* **ЗАДАНИЕ**
Воспроизведите дословно отрывок из текста о Третьем отделении от «Вопиющее положение обусловило» до «457 нестроевых чинов)[436].».

* **ТЕКСТ СТРАНИЦЫ**
|---|

Следует отметить, что и Паскевич, и Бенкендорф, ревизуя лихоимства местных властей, находились в подвешенном состоянии — оба намеревались жениться, для чего командирам их уровня требовалось разрешение императора. Сразу же после проведенных расследований такие разрешения были получены, и в 1817 году бывшие следователи обзавелись семьями. Так Александр I обеспечил лояльность проверяющих и их честность. Однако подобный способ ревизии не свидетельствовал в пользу управляемости страны. Скорее он говорил об известной беспомощности верховной власти. «Некем взять» — относилось не только к крестьянскому вопросу.

Вопиющее положение обусловило и характер мер верховной власти. Николай I предпринял попытку создать аппарат, способный сломить сопротивление чиновников, разрушить их круговую поруку и ввести деятельность администрации в рамки закона. 3 июля 1826 года именным указом было образовано Третье отделение Собственной Его Императорского Величества канцелярии, которому подчинялся Корпус жандармов. (Таким образом, поставленный в августе 1836 года «Ревизор» вышел фактически к десятилетию ведомства.) В отделении в разное время служило от 16 до 40 человек, в корпусе — более четырех тысяч (204 офицера, в том числе три генерала, 3617 рядовых и 457 нестроевых чинов)[436].

Много это или мало? Предполагая создать аналогичные органы, подчиненные новой революционной власти, Пестель называл цифру в 50 тысяч человек[437]. Российский историк Д. И. Олейников приводит данные британского исследователя Клайва Эмсли из работы «Жандармы и государственное управление в Европе XIX века», изданной в Оксфорде в 1999 году. В тот же период во Франции насчитывалось 20 тысяч жандармов, в Австрийской империи 19 тысяч. Россия держалась на одной планке с Пруссией, где на 100 тысяч человек приходилось восемь жандармов. Рядом, в Саксонии, их было десять, в Ганновере — более двадцати, в Брауншвейге — 40, в Баварии — 50[438].

Таким образом, представление о «всевидящем оке» и «всеслышащих ушах» отражало скорее не реальность, а субъективное мироощущение образованного человека второй четверти XIX века. При всем желании… «некем взять». Казна просто не могла содержать больше жандармских и полицейских чинов. Так, в 1827 году, по сведениям Третьего отделения, в Калужской губернии насчитывалось всего 200 полицейских. Поднатужившись, казна смогла потянуть 260 человек[439] на приблизительно 400 тысяч жителей. На губернию полагалось до четырех жандармских чинов, но их число быстро росло и в конце царствования составляло уже 34 человека. Огромная сила! Крайней малочисленностью объяснялись и широкие полномочия «блюстителей порядка», которым хоть «три года скачи», не только «ни до какой границы не доскачешь», но и ни до каких других властей тоже.

|---|

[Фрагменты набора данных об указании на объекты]
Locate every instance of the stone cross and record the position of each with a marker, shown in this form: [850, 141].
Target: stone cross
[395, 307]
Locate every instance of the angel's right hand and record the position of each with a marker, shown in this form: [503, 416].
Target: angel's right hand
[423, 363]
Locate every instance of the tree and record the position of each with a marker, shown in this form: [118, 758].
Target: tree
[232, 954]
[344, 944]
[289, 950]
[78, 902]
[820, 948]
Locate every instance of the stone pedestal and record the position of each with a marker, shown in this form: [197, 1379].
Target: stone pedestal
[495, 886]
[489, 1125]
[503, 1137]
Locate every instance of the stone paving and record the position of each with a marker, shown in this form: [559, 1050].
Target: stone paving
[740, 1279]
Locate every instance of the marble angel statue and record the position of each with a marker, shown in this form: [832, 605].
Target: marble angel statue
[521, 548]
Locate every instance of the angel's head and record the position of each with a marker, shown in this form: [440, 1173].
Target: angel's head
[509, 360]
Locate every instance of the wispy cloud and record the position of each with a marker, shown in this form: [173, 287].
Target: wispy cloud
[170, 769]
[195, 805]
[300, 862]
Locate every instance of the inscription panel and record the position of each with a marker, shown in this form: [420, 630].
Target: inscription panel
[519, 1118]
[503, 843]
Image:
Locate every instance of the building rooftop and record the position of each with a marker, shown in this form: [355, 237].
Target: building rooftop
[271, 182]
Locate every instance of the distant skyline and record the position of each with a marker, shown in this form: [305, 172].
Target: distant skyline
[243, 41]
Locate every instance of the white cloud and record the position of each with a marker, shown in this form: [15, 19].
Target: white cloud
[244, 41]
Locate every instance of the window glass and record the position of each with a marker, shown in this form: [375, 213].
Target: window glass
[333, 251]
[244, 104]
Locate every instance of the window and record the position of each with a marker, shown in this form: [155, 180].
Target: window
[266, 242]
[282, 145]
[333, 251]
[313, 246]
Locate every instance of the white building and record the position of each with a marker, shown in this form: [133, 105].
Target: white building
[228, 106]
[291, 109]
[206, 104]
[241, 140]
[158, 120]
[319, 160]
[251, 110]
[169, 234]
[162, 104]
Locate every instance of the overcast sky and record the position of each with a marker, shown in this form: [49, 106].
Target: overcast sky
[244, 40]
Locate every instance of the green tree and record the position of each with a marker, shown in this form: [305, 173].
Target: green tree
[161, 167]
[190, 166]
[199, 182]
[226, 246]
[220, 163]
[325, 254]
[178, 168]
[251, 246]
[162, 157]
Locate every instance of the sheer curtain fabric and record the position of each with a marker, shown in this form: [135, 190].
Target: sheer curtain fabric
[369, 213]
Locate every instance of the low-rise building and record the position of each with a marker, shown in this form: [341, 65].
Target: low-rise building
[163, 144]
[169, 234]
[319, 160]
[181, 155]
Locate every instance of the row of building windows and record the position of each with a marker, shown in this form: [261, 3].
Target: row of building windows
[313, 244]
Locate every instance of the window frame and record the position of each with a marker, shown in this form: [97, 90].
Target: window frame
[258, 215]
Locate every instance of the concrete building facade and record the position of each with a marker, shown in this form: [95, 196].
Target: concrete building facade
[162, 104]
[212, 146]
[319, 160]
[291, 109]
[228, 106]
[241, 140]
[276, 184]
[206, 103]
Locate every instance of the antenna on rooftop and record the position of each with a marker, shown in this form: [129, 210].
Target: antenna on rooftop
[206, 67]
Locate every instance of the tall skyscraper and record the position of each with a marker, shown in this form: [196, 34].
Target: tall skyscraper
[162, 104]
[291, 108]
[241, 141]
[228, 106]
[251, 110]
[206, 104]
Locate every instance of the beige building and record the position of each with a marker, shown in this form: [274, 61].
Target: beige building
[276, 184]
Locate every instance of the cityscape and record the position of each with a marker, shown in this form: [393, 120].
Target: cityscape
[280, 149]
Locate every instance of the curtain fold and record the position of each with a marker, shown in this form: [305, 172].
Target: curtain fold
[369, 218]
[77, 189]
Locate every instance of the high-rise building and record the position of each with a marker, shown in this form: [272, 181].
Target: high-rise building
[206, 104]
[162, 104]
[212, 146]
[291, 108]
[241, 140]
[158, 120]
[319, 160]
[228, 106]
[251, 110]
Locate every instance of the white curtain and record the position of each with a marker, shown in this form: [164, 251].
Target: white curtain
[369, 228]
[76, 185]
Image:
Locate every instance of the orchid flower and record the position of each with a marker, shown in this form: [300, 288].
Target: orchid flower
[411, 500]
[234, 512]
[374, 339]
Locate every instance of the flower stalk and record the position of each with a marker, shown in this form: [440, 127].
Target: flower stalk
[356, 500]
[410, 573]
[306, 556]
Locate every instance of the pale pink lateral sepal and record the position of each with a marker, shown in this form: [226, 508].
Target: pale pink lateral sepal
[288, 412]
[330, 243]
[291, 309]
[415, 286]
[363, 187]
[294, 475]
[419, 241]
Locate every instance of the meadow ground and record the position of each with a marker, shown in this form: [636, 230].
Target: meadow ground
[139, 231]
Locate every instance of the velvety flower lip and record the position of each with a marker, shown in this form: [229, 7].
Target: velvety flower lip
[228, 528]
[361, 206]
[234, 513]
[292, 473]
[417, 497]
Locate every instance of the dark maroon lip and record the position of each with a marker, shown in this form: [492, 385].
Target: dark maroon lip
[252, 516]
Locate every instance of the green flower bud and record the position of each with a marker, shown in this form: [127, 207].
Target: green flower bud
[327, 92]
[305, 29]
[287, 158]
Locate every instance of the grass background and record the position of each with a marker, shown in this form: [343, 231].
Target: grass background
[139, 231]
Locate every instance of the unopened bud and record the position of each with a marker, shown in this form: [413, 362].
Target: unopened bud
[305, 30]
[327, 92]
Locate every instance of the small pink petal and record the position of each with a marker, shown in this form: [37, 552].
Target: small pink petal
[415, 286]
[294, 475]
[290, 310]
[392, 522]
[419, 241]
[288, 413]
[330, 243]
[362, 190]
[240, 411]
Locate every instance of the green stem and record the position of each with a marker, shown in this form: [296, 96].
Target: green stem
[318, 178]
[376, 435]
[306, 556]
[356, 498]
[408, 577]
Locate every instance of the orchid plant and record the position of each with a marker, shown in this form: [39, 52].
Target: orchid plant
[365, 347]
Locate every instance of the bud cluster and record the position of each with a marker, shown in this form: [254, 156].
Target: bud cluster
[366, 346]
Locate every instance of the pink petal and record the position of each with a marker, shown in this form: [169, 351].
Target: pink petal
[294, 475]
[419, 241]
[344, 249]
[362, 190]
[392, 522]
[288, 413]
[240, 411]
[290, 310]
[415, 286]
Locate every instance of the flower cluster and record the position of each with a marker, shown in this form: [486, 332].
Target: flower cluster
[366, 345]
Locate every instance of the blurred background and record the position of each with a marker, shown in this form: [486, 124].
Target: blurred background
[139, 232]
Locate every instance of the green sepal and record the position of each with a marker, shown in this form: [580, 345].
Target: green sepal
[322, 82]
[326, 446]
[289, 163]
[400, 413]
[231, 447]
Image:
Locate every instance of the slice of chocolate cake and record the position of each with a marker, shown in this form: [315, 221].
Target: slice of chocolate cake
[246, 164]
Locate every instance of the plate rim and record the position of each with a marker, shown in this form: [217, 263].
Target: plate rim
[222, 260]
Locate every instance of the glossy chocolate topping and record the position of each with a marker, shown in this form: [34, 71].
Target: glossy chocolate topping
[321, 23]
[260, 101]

|---|

* **ОТВЕТ**
Вопиющее положение обусловило и характер мер верховной власти. Николай I предпринял попытку создать аппарат, способный сломить сопротивление чиновников, разрушить их круговую поруку и ввести деятельность администрации в рамки закона. 3 июля 1826 года именным указом было образовано Третье отделение Собственной Его Императорского Величества канцелярии, которому подчинялся Корпус жандармов. (Таким образом, поставленный в августе 1836 года «Ревизор» вышел фактически к десятилетию ведомства.) В отделении в разное время служило от 16 до 40 человек, в корпусе — более четырех тысяч (204 офицера, в том числе три генерала, 3617 рядовых и 457 нестроевых чинов)[436].